Selected passage >>
Moran does more with this novel than merely retell the facts of a unique life. She paints a picture of the society and climate in France in the late seventeen hundreds. The enormous chasm between the rich and the rest of France is laid out for the reader to experience. Not only the separations of wealth and poverty but education and opportunity also. Moran makes the coming Revolution a dramatic experience despite the basic knowledge a historical fiction fan brings to it.

Side by side with the thrilling details of Tussaud's life and times Moran writes knowledgeably about the evolution of Tussaud's art and her business acumen. The details of creating waxworks and Tussaud's education in the process are quite fascinating. The entrepreneurial and survivor skills that Tussaud had in spades were as crucial to her lasting success as were her artistic abilities. I was delighted that these aspects of Tussaud's story were not dismissed in a paragraph in order to scoot back to possibly racier experiences.

With the entertaining Madame Tussaud: A Novel of the French Revolution, Michelle Moran has taken a famous name, a brand name, a name that has come to mean an object not a person and restored it's humanity.

Happy

P.S. The cover? Is she supposed to look like a waxwork? Is it supposed to be Tussaud? The palette is striking but the artwork and layout leave me cold. I think that given the drama of the life and times of Tussaud and the artistry of her work this cover should have been much better.

And. Just wondering but how many reviews of Madame Tussaud: A Novel of the French Revolution will have the waxing pun? The reviewer will either be waxing or refer to author Michelle Moran's waxing on about Madame. It is a natural.

Monday, February 21, 2011

The Revenge of the Radioactive Lady

Hi Flower.

How do you feel about monster movies from the 1950's? I'm not a fan but I'm not a hater. I like the poster art from those films but I have no desire to spend time watching them. You have heard of and maybe seen Attack of the 50 Ft Woman. That title and revenge of the housewife theme play into the new novel The Revenge of the Radioactive Lady. My ambivalence toward monster movies in general almost made me not read this very good novel. Silly me. It is just as interesting to see what will make you turn away from a book as it is to see what will make you pick a book up don't you think?

In another of those marvelous anecdotes that becomes unburied and astounds us all it turns out that between 1945 and 1949, 800+ pregnant women were told by doctors at Vanderbilt University Hospital that the radioactive iron they were given was a vitamin that would enhance their health and that of their unborn children. The experiment was to see if the children would be protected from the radioactivity by the placenta. They weren't. In The Revenge of the Radioactive Lady author
Elizabeth Stuckey-French has imagined a revenge for one of those mothers.

Stored data

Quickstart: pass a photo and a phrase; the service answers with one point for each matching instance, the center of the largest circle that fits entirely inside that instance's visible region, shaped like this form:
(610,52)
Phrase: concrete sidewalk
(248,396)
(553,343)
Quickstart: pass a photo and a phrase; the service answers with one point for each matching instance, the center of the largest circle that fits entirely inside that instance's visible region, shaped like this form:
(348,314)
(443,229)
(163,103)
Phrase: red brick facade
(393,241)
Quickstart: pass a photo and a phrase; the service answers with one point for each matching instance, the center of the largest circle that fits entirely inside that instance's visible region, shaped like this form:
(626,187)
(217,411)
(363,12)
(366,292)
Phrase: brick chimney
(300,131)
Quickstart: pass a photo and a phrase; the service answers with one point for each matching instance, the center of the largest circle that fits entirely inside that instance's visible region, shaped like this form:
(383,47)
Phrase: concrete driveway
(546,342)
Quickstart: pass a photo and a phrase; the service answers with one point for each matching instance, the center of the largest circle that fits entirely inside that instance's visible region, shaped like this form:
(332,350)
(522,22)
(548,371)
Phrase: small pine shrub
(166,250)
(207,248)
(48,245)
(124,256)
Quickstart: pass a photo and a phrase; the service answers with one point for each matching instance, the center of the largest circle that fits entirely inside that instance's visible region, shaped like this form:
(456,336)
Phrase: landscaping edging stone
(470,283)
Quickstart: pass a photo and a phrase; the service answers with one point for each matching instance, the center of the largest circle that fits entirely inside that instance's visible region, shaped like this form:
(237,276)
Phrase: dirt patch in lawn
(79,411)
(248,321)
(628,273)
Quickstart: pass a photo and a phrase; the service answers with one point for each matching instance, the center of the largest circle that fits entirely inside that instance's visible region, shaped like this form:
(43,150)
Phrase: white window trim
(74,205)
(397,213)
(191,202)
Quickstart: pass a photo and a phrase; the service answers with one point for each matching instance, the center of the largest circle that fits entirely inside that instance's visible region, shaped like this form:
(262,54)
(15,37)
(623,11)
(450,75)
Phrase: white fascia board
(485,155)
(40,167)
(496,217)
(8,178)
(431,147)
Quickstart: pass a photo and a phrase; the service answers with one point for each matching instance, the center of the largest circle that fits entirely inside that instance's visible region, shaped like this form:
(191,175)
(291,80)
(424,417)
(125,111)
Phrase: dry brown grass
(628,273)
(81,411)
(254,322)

What you are asked to do >> Write the next part of the book reviews, starting right after their final sentence. These entries are separate material with no connection to the text.

Response >>
Fifty years, a class action suit, a formal apology from Federal Government and the death of her eight year old child from cancer later, 77 year old Mary Ahearn is looking for a piece of her own back. She has searched for and found the obstetrician who gave her those lethal vitamins, Dr. Wilson Spriggs. Mary is determined to have her vengeance by killing Dr. Spriggs but she is not quite sure how to best to pull it off. She moves to Tallahassee to be near the doctor. She will ingratiate herself into his life somehow and is confident that a plan will present itself.

Dr. Spriggs is living in Florida with his son's very dysfunctional family. The son ignores the hurricane within his family to follow hurricanes on the computer. Two of the grandchildren have Asperger's Syndrome and the third will do anything for attention. The daughter-in-law is a worn out caregiver who would run away from her children if given half a chance. The doctor himself is as hateful as he has always been but he now has Alzheimer’s. He can't remember what happened ten minutes ago but he can remember enough of his past to help his grandson build a bomb in the shed.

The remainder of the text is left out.